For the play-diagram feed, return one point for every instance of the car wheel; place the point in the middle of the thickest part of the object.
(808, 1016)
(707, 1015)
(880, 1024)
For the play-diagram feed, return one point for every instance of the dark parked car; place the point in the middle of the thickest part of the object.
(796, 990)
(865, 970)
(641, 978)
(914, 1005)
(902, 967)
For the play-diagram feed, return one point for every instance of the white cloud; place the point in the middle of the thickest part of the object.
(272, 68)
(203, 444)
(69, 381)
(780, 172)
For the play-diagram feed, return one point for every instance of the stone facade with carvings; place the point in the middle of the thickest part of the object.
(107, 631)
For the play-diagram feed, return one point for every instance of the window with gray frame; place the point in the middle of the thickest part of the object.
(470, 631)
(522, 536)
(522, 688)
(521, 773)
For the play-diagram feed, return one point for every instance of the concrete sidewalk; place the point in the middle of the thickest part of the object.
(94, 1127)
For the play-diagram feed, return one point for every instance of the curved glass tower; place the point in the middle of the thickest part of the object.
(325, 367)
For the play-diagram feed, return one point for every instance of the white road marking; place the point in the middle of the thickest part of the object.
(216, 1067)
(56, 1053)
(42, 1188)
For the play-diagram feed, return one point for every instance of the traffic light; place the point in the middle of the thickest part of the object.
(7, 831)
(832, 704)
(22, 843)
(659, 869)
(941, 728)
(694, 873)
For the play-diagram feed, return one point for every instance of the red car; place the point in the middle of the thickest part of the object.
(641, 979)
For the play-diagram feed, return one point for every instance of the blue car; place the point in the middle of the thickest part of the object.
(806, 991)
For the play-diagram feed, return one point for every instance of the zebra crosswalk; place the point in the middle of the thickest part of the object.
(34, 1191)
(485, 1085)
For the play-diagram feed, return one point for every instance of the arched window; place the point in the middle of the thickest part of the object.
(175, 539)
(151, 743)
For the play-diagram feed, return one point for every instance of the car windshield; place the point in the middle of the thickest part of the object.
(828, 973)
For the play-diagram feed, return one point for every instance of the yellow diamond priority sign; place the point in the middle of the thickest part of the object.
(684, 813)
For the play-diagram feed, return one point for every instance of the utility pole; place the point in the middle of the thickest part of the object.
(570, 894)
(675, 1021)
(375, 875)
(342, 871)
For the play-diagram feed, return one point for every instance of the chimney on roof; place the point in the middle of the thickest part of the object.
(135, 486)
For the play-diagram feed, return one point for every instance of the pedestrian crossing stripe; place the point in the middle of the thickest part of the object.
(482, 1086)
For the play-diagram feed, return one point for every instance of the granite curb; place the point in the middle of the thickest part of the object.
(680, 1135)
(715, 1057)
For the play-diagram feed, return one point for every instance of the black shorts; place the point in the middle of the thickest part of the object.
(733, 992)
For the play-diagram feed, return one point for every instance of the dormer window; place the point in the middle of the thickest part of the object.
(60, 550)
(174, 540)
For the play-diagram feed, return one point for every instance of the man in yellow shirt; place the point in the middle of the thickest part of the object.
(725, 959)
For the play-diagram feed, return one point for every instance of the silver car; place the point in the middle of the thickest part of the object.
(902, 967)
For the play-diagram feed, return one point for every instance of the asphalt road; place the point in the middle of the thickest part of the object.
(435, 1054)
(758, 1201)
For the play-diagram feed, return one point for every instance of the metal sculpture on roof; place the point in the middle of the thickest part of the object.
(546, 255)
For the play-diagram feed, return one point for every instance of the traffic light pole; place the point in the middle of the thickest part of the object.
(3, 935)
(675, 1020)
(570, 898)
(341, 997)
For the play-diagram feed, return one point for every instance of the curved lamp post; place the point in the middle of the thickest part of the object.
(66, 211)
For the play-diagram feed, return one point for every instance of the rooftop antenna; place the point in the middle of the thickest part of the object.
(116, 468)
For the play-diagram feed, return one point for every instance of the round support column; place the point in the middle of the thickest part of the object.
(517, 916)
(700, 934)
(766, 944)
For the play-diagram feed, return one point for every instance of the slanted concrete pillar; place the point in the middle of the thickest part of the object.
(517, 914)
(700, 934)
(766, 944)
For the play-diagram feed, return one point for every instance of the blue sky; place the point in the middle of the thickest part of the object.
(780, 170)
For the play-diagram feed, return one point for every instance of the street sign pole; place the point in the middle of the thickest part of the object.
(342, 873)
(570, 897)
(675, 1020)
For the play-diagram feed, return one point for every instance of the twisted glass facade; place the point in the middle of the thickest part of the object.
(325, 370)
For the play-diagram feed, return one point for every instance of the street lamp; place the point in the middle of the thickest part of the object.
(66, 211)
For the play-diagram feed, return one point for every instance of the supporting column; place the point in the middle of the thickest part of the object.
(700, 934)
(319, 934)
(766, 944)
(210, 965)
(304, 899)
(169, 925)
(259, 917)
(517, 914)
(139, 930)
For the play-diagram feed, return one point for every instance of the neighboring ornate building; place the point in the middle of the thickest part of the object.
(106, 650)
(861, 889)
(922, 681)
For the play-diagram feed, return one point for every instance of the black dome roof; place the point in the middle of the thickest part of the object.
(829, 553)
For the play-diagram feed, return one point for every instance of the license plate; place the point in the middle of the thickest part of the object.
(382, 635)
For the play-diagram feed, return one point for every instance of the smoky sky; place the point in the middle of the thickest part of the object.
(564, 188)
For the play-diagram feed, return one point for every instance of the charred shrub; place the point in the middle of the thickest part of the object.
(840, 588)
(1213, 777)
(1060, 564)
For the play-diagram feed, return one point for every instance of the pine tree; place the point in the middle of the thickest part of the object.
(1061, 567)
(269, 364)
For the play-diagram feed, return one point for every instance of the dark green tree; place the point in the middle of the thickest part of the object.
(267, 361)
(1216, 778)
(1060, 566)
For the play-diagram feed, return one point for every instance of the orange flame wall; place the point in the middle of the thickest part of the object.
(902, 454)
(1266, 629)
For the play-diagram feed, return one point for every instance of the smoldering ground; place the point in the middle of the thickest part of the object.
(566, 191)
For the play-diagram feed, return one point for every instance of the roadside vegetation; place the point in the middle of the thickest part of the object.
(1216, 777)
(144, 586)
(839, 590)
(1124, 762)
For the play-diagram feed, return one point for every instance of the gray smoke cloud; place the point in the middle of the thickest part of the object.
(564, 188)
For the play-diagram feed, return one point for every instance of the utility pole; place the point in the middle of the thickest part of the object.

.....

■ Problem to solve
What is needed here is an exact transcription of the records above.

■ Result of this exercise
For the play-diagram feed, return one point for every instance of the car wheel; place the point in the middle of the thickest part of the object.
(808, 1016)
(707, 1015)
(880, 1024)
For the play-diagram feed, return one point for every instance of the dark parked car; place the point in the middle of the thickest part of the object.
(796, 990)
(865, 970)
(641, 978)
(914, 1005)
(902, 967)
For the play-diagram feed, return one point for every instance of the white cloud; place the point in the middle of the thickest part of the object.
(272, 68)
(203, 444)
(69, 381)
(780, 172)
For the play-diagram feed, return one point for every instance of the stone facade with carvings; place the point in the middle of the thickest part of the object.
(107, 631)
For the play-diagram feed, return one point for every instance of the window with gray frame; place the point in the middle of the thickest part of the object.
(470, 631)
(522, 536)
(522, 688)
(521, 773)
For the play-diagram feed, return one point for every instance of the concrete sidewalk; place the point in the middle of the thickest part of the object.
(94, 1127)
For the play-diagram feed, return one point for every instance of the curved glass tower; place the point in the middle of the thickest part of the object.
(325, 367)
For the play-diagram feed, return one point for every instance of the white road marking; place the point in the middle of the thickest part of the object.
(216, 1067)
(56, 1053)
(42, 1188)
For the play-diagram feed, return one point for every instance of the traffic light; place the point in the middle of the thickest part of the object.
(7, 831)
(832, 704)
(22, 843)
(659, 869)
(941, 728)
(694, 873)
For the play-diagram feed, return one point for every instance of the red car; place the point in the middle of the thickest part of the object.
(641, 979)
For the play-diagram feed, return one point for every instance of the blue car; place the point in the middle of the thickest part of the object.
(806, 991)
For the play-diagram feed, return one point for every instance of the zebra crosswalk; place the point in the middle of the thickest part of the object.
(34, 1191)
(485, 1085)
For the play-diagram feed, return one point for every instance of the arched window; place the point in the middle of the thickest part of the object.
(175, 539)
(151, 743)
For the play-diagram feed, return one point for every instance of the car windshield; place the point in the middle of the thickest part of the object.
(828, 973)
For the play-diagram feed, return one point for every instance of the yellow diamond priority sign; place the point in the middle of the thickest part of the object.
(684, 813)
For the play-diagram feed, return one point for every instance of the utility pole; place the point in the middle of the thickest part of the object.
(570, 894)
(675, 1021)
(375, 875)
(342, 871)
For the play-diagram feed, return one point for every instance of the chimney on roof; place the point in the middle of the thickest part of the object.
(135, 486)
For the play-diagram feed, return one point for every instance of the pedestrian crossing stripe; place the point in the middle of the thickest part of the object.
(482, 1086)
For the play-diagram feed, return one point for every instance of the granite curb; place the point in the middle of the thickest part of the object.
(680, 1135)
(715, 1057)
For the play-diagram feed, return one point for every instance of the black shorts; place the point in the middle of the thickest part of the object.
(733, 992)
For the play-diagram feed, return one point for every instance of the dormer window; place the point in the middle of the thickest part of the object.
(60, 550)
(174, 540)
For the play-diagram feed, return one point for every instance of the man in yellow shirt; place the point in the middle of the thickest part of the object.
(725, 959)
For the play-diagram feed, return one point for every instance of the silver car; place the point in the middle of the thickest part of the object.
(902, 967)
For the play-diagram feed, return one point for every instance of the asphalt road; place the point in the middle of the thickest part of the object.
(435, 1054)
(758, 1201)
For the play-diagram feed, return one point for every instance of the metal sculpture on roof; place the point in the middle of the thickest part of the object.
(546, 255)
For the play-diagram feed, return one point for every instance of the traffic light pole; place the point in the middle of the thickest part of the object.
(3, 935)
(675, 1020)
(570, 898)
(341, 997)
For the play-diagram feed, return one point for every instance of the curved lamp post; place the point in the middle of the thickest part of the object.
(66, 211)
For the play-diagram feed, return one point for every instance of the rooftop antenna; place the point in the middle of the thickest part of the object.
(116, 468)
For the play-diagram feed, return one point for every instance of the round support column; place the point in the middle of the thickest part of the object.
(517, 916)
(700, 934)
(766, 944)
For the play-diagram feed, return one point for every instance of the slanted concrete pillar; place the point in the middle of the thickest part of the object.
(517, 914)
(700, 934)
(766, 944)
For the play-diagram feed, return one point for every instance of the blue sky; place the point in the middle of the thickest part of the object.
(780, 170)
For the play-diagram feed, return one point for every instance of the street sign pole; place the point in the middle of the thickest part of the object.
(342, 873)
(570, 897)
(675, 1020)
For the play-diagram feed, return one point for every instance of the twisted glass facade; place the point in the middle of the thickest part of the object.
(325, 370)
For the play-diagram feed, return one point for every instance of the street lamp; place the point in the middle of the thickest part of the object.
(66, 211)
For the play-diagram feed, return one point for every instance of the supporting column; place the point in the middle of the thickest part of the object.
(700, 934)
(319, 934)
(766, 944)
(210, 965)
(304, 899)
(169, 925)
(259, 917)
(517, 914)
(139, 930)
For the play-diagram feed, return one point for every instance of the neighboring ornate building; place the point in the middle of the thickest part of the object.
(106, 650)
(861, 889)
(922, 681)
For the play-diagram feed, return one point for every instance of the black dome roof; place the point in the middle of the thickest part of the object.
(829, 553)
For the play-diagram feed, return one point for every instance of the license plate; place the point in the middle of the thickest part of the object.
(382, 635)
For the play-diagram feed, return one point for every instance of the smoky sky; place the point in the middle of the thickest part of the object.
(564, 188)
For the play-diagram feed, return one point for every instance of the charred shrub; place the point in the middle of the thickest part of the object.
(840, 588)
(1213, 777)
(1060, 564)
For the play-diagram feed, return one point for every instance of the pine tree; place the point in the middle of the thickest part of the object.
(1061, 567)
(269, 364)
For the play-diagram feed, return one point for every instance of the dark green tree; place the point in the middle of the thickest part of the object.
(267, 361)
(1216, 778)
(1060, 566)
For the play-diagram feed, return one point for every instance of the orange flame wall; place the point in the middle of the thickest part of the object.
(902, 454)
(1266, 629)
For the play-diagram feed, return one point for every instance of the smoldering ground; place the point in the middle of the thickest part of the object.
(566, 191)
For the play-diagram feed, return one point for every instance of the roadside vegetation; place the point in the middle of the thickest part of the object.
(1216, 777)
(144, 586)
(839, 590)
(1124, 762)
For the play-diagram feed, return one point for every instance of the gray smoke cloud; place the point in the middle of the thickest part of the object.
(564, 188)
For the play-diagram feed, return one point for every instance of the utility pole; place the point in the middle of the thickest part of the object.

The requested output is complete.